SET EXERCISE: Output the data below in full, character for character.

═════ DATA FOR THE TASK

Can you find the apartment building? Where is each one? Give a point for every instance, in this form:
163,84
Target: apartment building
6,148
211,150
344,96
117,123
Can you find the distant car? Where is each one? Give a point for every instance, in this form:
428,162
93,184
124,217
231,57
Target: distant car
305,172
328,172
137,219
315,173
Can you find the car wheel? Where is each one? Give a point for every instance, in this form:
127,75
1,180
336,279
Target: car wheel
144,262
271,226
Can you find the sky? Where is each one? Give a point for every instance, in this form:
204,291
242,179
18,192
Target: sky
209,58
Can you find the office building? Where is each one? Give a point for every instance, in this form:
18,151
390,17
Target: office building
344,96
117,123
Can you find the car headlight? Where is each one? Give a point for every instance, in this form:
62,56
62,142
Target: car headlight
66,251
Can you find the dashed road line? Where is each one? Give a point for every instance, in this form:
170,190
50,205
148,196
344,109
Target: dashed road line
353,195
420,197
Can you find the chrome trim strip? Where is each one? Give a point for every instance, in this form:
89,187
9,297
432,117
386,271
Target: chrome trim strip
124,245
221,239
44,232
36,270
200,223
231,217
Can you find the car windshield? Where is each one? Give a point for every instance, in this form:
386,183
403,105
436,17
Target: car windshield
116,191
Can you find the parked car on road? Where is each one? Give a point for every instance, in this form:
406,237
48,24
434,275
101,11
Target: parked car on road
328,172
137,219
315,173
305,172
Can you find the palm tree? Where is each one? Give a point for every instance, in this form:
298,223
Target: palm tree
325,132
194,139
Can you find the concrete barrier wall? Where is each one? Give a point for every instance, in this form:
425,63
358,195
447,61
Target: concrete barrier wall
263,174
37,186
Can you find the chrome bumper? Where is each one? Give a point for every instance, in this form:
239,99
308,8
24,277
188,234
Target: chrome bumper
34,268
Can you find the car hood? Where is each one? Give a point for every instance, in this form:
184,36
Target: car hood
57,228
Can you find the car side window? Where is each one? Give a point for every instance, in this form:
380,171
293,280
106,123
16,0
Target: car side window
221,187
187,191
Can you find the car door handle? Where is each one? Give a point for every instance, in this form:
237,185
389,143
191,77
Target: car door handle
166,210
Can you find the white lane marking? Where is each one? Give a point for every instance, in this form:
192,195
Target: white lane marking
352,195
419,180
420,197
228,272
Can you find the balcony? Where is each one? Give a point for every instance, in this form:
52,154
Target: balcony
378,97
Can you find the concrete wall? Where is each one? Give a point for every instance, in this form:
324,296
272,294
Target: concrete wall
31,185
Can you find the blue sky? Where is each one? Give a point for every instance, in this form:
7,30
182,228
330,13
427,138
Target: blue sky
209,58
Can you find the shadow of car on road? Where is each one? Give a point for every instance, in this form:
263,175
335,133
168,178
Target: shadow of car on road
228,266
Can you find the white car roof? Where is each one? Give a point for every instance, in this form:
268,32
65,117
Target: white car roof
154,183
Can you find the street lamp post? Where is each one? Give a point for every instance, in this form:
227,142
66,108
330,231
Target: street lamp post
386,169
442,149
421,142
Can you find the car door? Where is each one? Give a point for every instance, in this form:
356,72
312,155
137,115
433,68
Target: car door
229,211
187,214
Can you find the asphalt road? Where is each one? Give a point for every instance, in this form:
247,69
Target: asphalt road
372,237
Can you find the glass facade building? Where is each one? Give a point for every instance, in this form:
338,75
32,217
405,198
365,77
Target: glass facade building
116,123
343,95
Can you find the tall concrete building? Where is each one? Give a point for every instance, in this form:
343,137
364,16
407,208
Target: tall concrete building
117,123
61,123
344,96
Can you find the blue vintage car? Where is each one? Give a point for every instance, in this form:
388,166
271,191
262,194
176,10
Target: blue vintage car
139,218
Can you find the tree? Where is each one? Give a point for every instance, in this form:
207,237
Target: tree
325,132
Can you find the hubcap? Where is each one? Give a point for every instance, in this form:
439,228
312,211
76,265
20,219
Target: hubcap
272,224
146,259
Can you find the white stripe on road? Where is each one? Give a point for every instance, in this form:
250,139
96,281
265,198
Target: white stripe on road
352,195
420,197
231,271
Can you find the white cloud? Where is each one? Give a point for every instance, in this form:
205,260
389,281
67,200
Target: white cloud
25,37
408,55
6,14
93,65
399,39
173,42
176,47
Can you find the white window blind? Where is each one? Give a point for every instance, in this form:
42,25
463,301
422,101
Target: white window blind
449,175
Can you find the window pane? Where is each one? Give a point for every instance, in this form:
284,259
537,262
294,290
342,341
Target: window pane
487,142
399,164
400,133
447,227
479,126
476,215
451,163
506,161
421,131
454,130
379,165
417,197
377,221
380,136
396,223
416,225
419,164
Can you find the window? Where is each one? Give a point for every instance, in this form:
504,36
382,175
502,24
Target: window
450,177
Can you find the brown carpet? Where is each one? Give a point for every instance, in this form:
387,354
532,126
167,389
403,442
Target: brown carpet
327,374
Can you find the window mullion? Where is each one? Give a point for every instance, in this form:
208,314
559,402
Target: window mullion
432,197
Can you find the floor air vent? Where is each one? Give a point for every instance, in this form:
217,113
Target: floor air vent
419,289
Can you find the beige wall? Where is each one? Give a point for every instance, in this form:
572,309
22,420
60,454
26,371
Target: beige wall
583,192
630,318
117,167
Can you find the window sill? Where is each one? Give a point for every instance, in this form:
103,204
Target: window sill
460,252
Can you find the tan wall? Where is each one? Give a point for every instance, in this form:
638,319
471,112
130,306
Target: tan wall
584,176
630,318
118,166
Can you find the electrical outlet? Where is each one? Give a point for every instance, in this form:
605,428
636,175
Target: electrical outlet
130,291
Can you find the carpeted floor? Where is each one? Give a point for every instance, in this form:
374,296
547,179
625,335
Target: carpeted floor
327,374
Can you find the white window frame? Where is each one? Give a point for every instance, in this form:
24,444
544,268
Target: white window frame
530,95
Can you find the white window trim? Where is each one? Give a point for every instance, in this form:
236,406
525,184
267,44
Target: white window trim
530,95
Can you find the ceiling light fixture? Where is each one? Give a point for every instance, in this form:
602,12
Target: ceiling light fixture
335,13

══════════

EXERCISE SOLUTION:
Can you find the apartment building? Where is each one? Give a point for every instance, in this form:
163,84
Target: apartment building
6,148
211,150
344,96
117,123
Can you find the distant car? Where is each one? Give a point for every instance, in this form:
428,162
93,184
124,217
231,57
Target: distant car
305,172
328,172
137,219
315,173
Can you find the car wheel? Where is each one? Give a point for every instance, in this form:
127,75
1,180
336,279
Target: car wheel
144,262
271,226
Can you find the sky? Where is each one? Give a point for every instance, in this form:
204,291
242,179
18,192
Target: sky
209,58
Can you find the office building? Where is each one? Give a point for every instance, in this form:
18,151
390,17
Target: office building
344,96
117,123
Can you find the car headlight? Where is each one? Give a point for every instance, in this form:
62,56
62,142
Target: car headlight
66,251
Can you find the dashed road line? Where is each one? Give a point for every instance, in this form:
170,190
50,205
148,196
344,109
Target: dashed road line
353,195
420,197
Can you find the chrome trim strip? Where is each one? Give a point for every instance, in this form:
89,187
9,297
432,117
386,271
Target: chrome trim strip
124,245
221,239
44,232
36,270
200,223
231,217
Can you find the car windshield? Where is each one? Give a point for every instance, in this form:
386,183
403,105
436,17
Target: car windshield
116,191
Can you find the parked car on road? Where is each one? Give a point for every instance, in this form:
406,237
48,24
434,275
101,11
Target: parked car on road
328,172
137,219
315,173
305,172
Can you find the palm tree? Where is each one? Give a point for every instance, in this form:
298,223
Target: palm tree
325,132
194,139
Can you find the concrete barrier wall? Where is each one? Give a point for every instance, in this form:
425,63
358,195
447,61
Target: concrete barrier wall
263,174
37,186
Can you find the chrome bumper? Where is each one? Give a point for every instance, in this form:
239,99
308,8
24,277
188,234
Target: chrome bumper
34,268
Can you find the car hood? Where is each one? Give a point for every instance, in this form:
184,36
Target: car hood
57,228
Can you find the car side window? Where is each one? Give a point for every instance, in this form:
380,171
293,280
106,123
16,0
Target: car side window
221,187
187,191
Can you find the car door handle? Where is each one? Give a point for every instance, in this form:
237,185
389,143
191,77
Target: car door handle
166,210
Can you find the white lane marking? Where is each one? Give a point for every instance, in this form:
192,195
Target: white lane marking
352,195
419,180
420,197
228,272
Can you find the balcony? Where is each one? Give a point for every instance, in this form:
52,154
Target: balcony
378,97
Can you find the concrete wall? Where is each one? Give a point for every instance, in this form:
324,296
272,294
Target: concrete wall
31,185
Can you find the blue sky? Where is each one? Give a point for every instance, in this form:
7,30
182,228
330,13
427,138
Target: blue sky
209,58
Can you find the shadow of car on road? Where is each one? Give a point for every instance, in this form:
263,175
335,133
168,178
Target: shadow of car on road
228,266
Can you find the white car roof? Where is each one? Give a point for every instance, in this form:
268,32
65,117
Target: white car roof
154,183
Can you find the street lamp post? Where is each one? Give a point for every instance, in this form:
227,142
66,108
330,231
Target: street lamp post
386,169
442,149
421,142
Can you find the car door? Where is each one? Give a point for every instance, in this form:
356,72
312,155
137,115
433,68
Target: car door
229,211
187,214
Can you find the asphalt road? Where is each one? Give a point for every instance, in this form:
247,69
Target: asphalt road
372,237
Can you find the glass facade building? Where is each one? Give a point for every instance, in this form:
338,75
32,217
405,198
365,77
Target: glass facade building
116,123
343,95
Can you find the tall concrete building? Where is each one? Give a point for every instance, in this form:
343,137
364,16
407,208
Target: tall concrete building
117,123
61,123
344,96
Can you find the blue vintage car? Where is each one? Give a point for every instance, in this form:
388,166
271,191
262,194
176,10
Target: blue vintage car
139,218
Can you find the tree? Where is each one? Give a point for every instance, in this form:
207,237
Target: tree
325,132
Can you find the hubcap? Where is each one? Give a point for every instance, in this form:
439,228
312,211
76,265
20,219
Target: hubcap
272,224
146,259
Can you find the white stripe on road? Where is each one? Give a point for every instance, in this form:
250,139
96,281
265,198
Target: white stripe on road
352,195
420,197
231,271
Can you find the white cloud? Where is each one? Give a point for every instance, in this form:
205,260
389,281
67,200
Target: white cloud
25,37
408,55
6,14
93,65
399,39
173,42
176,47
Can you find the white window blind? Where is each one? Give a point for every instance, in this form:
42,25
463,301
422,101
Target: white window blind
449,175
Can you find the window pane? Where is each one? Give a point for every instance, in this form:
284,259
537,262
294,290
342,341
Target: window pane
487,142
399,164
400,133
447,227
479,126
476,215
451,163
506,161
421,131
454,130
379,165
417,197
377,221
380,136
396,223
416,225
419,164
Can you find the window? Where is each one? Give a point for every instance, in this form:
504,36
382,175
502,24
Target: window
450,177
Can you find the brown carpet? Where is each one? Give a point for every instance, in this form:
387,354
532,126
167,389
403,442
Target: brown carpet
327,374
Can you find the window mullion? Where is each one? Give a point for every instance, in this form:
208,314
559,402
Target: window mullion
432,197
Can you find the floor air vent? Where is each one? Give a point for every instance, in this form:
217,113
Target: floor air vent
419,289
Can you find the beige wall? Where is each one? Give a point for every instance, in this form:
572,309
22,420
60,454
26,371
Target: beige wall
583,192
630,318
117,167
Can you find the window sill? Where is each one? Give a point for every instance, in this form:
103,204
Target: window sill
460,252
Can you find the tan wall? Where is each one? Give a point for every instance, in this form:
638,319
471,112
130,306
Target: tan wall
584,176
630,318
118,166
Can you find the electrical outlet? Where is each one? Give a point for every instance, in this form:
605,428
636,175
Target: electrical outlet
130,291
Can you find the carpeted floor? Where is each one? Give a point for every instance, in this form:
374,296
547,179
625,335
Target: carpeted floor
327,374
Can you find the white window frame? Where is each one? Give a point for every instance, in this form:
24,444
544,268
Target: white window frame
530,95
Can you find the white window trim? Where is each one? Give a point for every instance, in this form:
236,406
525,184
267,44
Target: white window trim
530,95
Can you find the ceiling light fixture? Where is each one? Give a point for every instance, in this form:
602,12
Target: ceiling light fixture
335,13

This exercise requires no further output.